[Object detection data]

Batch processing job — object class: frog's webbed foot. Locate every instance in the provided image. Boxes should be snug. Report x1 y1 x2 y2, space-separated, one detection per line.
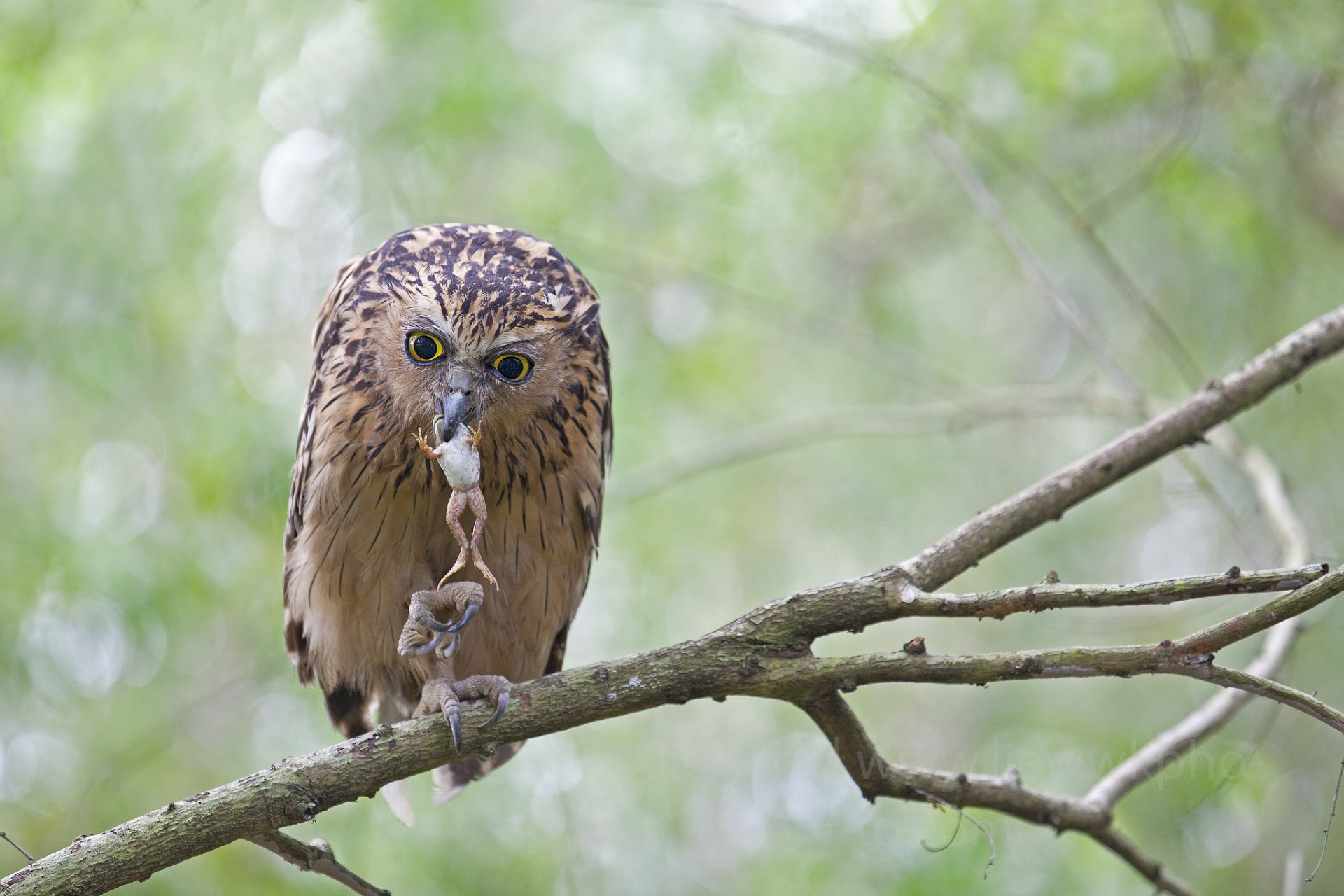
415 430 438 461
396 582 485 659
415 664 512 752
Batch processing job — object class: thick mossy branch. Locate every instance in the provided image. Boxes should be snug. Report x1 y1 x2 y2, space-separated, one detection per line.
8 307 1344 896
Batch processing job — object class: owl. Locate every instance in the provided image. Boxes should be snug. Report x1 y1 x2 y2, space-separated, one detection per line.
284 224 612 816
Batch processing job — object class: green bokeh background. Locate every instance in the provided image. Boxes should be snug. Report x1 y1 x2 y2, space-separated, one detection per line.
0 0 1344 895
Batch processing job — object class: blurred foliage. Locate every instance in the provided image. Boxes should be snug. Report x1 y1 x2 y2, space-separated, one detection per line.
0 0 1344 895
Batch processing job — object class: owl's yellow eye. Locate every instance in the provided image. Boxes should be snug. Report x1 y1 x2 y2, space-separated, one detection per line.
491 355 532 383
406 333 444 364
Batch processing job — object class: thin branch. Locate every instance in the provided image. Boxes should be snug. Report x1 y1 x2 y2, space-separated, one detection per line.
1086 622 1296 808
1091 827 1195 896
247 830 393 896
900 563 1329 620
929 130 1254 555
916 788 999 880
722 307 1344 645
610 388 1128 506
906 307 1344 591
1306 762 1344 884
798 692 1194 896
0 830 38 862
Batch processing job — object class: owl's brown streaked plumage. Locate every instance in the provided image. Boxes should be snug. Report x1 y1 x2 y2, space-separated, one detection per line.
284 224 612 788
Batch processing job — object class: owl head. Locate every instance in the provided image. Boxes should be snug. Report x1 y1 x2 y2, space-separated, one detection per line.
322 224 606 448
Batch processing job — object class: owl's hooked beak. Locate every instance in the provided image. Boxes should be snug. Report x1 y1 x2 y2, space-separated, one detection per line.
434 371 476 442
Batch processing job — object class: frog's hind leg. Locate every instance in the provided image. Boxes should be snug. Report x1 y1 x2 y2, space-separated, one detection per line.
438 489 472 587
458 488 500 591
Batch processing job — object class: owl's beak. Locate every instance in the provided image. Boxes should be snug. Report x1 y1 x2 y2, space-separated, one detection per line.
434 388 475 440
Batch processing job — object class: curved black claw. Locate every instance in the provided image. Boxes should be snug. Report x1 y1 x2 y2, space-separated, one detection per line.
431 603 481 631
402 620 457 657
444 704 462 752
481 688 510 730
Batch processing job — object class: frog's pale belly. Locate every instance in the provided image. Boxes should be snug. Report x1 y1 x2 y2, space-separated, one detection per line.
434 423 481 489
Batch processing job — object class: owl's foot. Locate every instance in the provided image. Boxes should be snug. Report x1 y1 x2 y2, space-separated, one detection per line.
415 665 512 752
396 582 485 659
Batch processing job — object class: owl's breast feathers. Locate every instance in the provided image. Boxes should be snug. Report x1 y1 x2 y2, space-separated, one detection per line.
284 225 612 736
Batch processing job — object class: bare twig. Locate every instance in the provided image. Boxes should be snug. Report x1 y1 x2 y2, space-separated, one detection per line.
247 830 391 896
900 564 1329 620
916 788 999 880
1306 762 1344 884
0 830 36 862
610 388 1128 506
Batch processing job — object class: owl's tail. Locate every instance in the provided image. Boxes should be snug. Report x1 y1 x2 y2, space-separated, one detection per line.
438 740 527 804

* _STATED EXERCISE_:
Change "snug" to "tight" throughout every entry above and write all the entries out again, with everything else unchanged. Leave the pictures out.

* _RESULT OF THIS EXERCISE_:
Batch processing job — object class: frog's webbed foot. Locate every instance in the provided image. Boxes should be tight. Report x1 y1 x2 y2, space-separated, one detection per line.
415 430 438 461
396 582 485 659
415 664 512 752
Batch processing job — object class: thick mossy branch. Locate every instance in the provided image. Boxes should be tight. Report x1 y1 x2 y2, space-separated, one detection per line.
8 307 1344 896
Batch processing job — object class: owl. Locate every instance in the provided image. Boxes should be tight. Report x1 y1 x2 y2, space-separated, one detection per line.
284 224 612 816
Batch processing job — object class: green bokeh background. Locate every instance in the provided image. Boxes should be tight. Report x1 y1 x2 y2, space-separated, one detection per line.
0 0 1344 895
Batch processing job — object class: blurred foliage. Locate every instance in the provided image. Boxes should be tight. Report x1 y1 x2 y2, space-separated, one detection per line.
0 0 1344 895
Batch processing job — object class: owl's yellow eye. Locate every instance in the provided image. Boxes should be tight. Report x1 y1 x2 y2, space-separated, one detection per line.
491 355 532 383
406 333 444 364
Batch processing job — object class: thin branch. Locate every instance in the provided image. Boxes should be tight. Report x1 y1 x2 y2, space-separated, one detection per line.
1086 622 1296 808
1091 827 1195 896
247 830 393 896
900 563 1329 620
929 130 1254 555
916 788 999 880
722 307 1344 645
610 388 1128 506
906 307 1344 591
1306 762 1344 884
798 692 1194 896
0 830 38 862
Batch processing job — object class: owl's brown streaked plumage. Locate every instance in the provided image. Boxes should be tight. Report x1 y1 x2 y2, space-separated, one detection per line.
284 224 612 788
Batch processing job — object class: owl head. Locate every instance in the provided image. Boxes should be tight. Report x1 y1 x2 y2, space-separated, one detection per line.
322 224 606 448
Batch processing job — object class: owl's hooked beak. Locate every instance in the provided image. Boxes should be tight. Report x1 y1 x2 y2, space-separated, one detection per line.
434 371 476 442
Batch processing job — object class: frog's hind leg. Locate every instance in the provided image. Boxes should be tight. Report x1 y1 x2 y2, space-separated, one detection per line.
438 489 472 587
458 488 500 591
Batch processing job — object class: owl's beak. Locate every instance in the provided image. Boxes should be tight. Report x1 y1 x2 y2, space-separated, one detection per line.
434 388 475 440
Batch processing job — object class: curved black claw. Locate every instance in the provided image. Boxes should be tight. Report x1 y1 x2 y2, space-separated, one detection per line.
431 603 481 631
402 620 457 657
444 704 462 752
481 688 510 730
Batch processing job — object class: frog's pale belly. Locate every instance in the provided image. Boxes should be tight. Report x1 y1 x2 y2, space-separated, one detection per line.
434 423 481 489
Batch processing job — object class: owl's foot. Locate every instance in the provided image. Boxes should be tight. Report x1 y1 x2 y2, space-separated, one detection per line.
415 665 512 752
396 582 485 659
Batch processing job — object class: owl's breast feathers. Locate every instance in the provided image. Boxes should be tight. Report x1 y1 x2 y2, space-separated, one detection per line.
284 225 612 736
Batch processing job — object class: bare twig. Locate every instance in the provided image. Boxes should be tight. Report x1 y1 x2 y2, space-separated, one detection per line.
247 830 391 896
900 564 1329 620
916 788 999 880
1306 762 1344 884
0 830 36 862
610 388 1128 506
Batch processing job — object class: owl's tail. Locate every instance in the provided image. Boxes should be tight. Report x1 y1 x2 y2, space-separated, one detection per line.
438 740 527 804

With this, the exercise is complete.